____ Fragmento del documento
Ciertamente hay mucha gente, inclusive con menos de 30 años, más rica que Elizabeth Holmes, más inteligente que ella -pese a que la inteligencia continúa siendo un concepto discutible y discutido, parafraseando lo que dijo Zapatero de España- y también más guapa que ella. Siempre podemos encontrar a alguien que nos supere en cualquier aspecto. Concurren en Elizabeth, empero, una serie de circunstancias que la convierten en protagonista de una de esas películas cuyos guionistas retuercen el argumento hasta extremos imposibles para romper los moldes tradicionales y aportar algo nuevo a la audiencia. A los 19 años, mientras estudiaba en la Universidad de Stanford -que no es una universidad cualquiera, dicho sea de paso-, se propuso ahorrar 3.000 dólares con el fin de realizar un experimento de clase, casi un trabajo para casa, que le permitiese comprobar una intuición sobre la simplificación de los análisis de sangre. Con un resultado prometedor en las manos, convenció a uno de sus profesores para seguir explorando el sistema. Había que perfeccionarlo bastante, pero lo consiguieron. El siguiente paso era comercializarlo.

Si Elizabeth Holmes hubiese sido española o residente en España, la primera puerta a la que habría llamado hubiera sido la de su consejería autonómica de Sanidad. Como posiblemente la habrían mandado al carajo -salvo que tuviese un primo bien colocado en el partido político oportuno-, no hubiese tenido más remedio que acudir al Ministerio de Sanidad, donde probablemente ni siquiera se habrían tomado la molestia de mandarla a freír chuchangas y ahí habría acabado todo. Ah, pero la guapa Elizabeth -encima, agraciada físicamente; lo dicho: el personaje perfecto para el film bonito pero improbable- no vivía en un país de subvenciones, subvencionados y llorones de toda ralea, sino en Gringolandia. Territorio en el que si uno no logra financiación privada para sus ideas, se las come con papas. No le fue fácil a la señorita Holmes encontrar quien la apoyase. Tuvo que llamar a 200 empresarios antes de conseguir un inversor. Igual que aquí, donde solemos tirar la toalla sin esperar al segundo "no"; nos basta con el primero. Y aunque no fuese así, tampoco hay en España 200 empresarios con derecho a usar ese nombre.

El resto es el final feliz de esa película perfecta que a estas alturas quizá ya estén montando en una fábrica de sueños llamada Hollywood, con la acotación añadida de que una vez más la realidad ha superado a la ficción.
________
Ejercicio 1: Reescribe el fragmento sobre Elizabeth Holmes empezando en "El resto es" y terminando en "a la ficción.", pero sustituye "película" por "historia".
Ejercicio 2: Reproduce sin cambios las líneas de los registros, empezando por la primera y terminando en la línea que contiene "For each instance, a", ambas incluidas.
El fragmento y los registros no guardan ninguna relación entre sí.
____ Datos proporcionados
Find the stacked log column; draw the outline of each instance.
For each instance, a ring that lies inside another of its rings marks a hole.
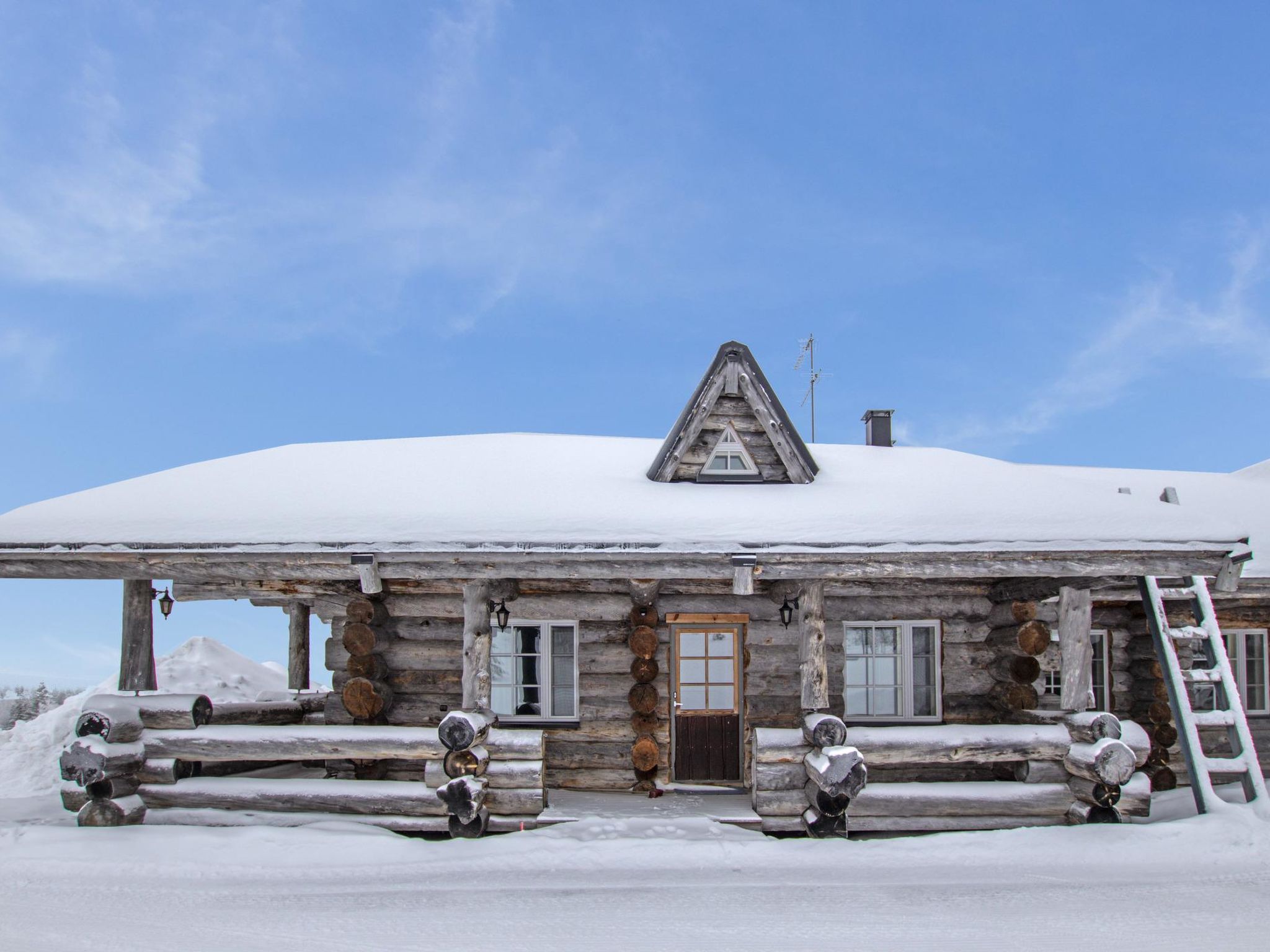
[[[450,753],[443,768],[450,779],[437,787],[437,797],[450,814],[450,835],[475,839],[489,829],[485,807],[485,737],[497,718],[489,711],[451,711],[437,726],[437,736]]]
[[[62,806],[76,811],[80,826],[126,826],[145,820],[137,796],[142,783],[175,783],[197,770],[180,760],[146,760],[146,727],[193,730],[211,721],[203,694],[121,697],[99,694],[85,702],[75,722],[76,740],[62,751]]]
[[[805,715],[803,737],[812,746],[803,758],[808,777],[803,828],[809,836],[846,836],[847,809],[867,779],[864,758],[845,745],[847,726],[833,715]]]
[[[986,644],[993,650],[988,671],[996,680],[988,697],[1007,721],[1039,704],[1033,683],[1040,677],[1036,659],[1049,647],[1050,630],[1036,614],[1035,602],[998,602],[988,614]]]
[[[1154,791],[1173,790],[1177,774],[1168,765],[1170,748],[1177,744],[1177,727],[1173,724],[1173,711],[1168,703],[1168,688],[1165,684],[1163,669],[1156,656],[1156,646],[1147,631],[1146,618],[1130,623],[1129,673],[1133,675],[1133,716],[1151,730],[1151,753],[1144,767],[1151,777]],[[1189,670],[1195,663],[1195,652],[1190,642],[1176,644],[1177,663],[1182,670]]]
[[[631,729],[635,743],[631,744],[631,767],[635,770],[635,791],[650,791],[657,783],[657,769],[662,760],[662,749],[657,743],[657,605],[652,599],[635,602],[631,608],[631,633],[627,638],[631,654],[631,679],[635,682],[627,693],[631,707]]]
________
Respuesta 1:
El resto es el final feliz de esa historia perfecta que a estas alturas quizá ya estén montando en una fábrica de sueños llamada Hollywood, con la acotación añadida de que una vez más la realidad ha superado a la ficción.

Respuesta 2:
Find the stacked log column; draw the outline of each instance.
For each instance, a ring that lies inside another of its rings marks a hole.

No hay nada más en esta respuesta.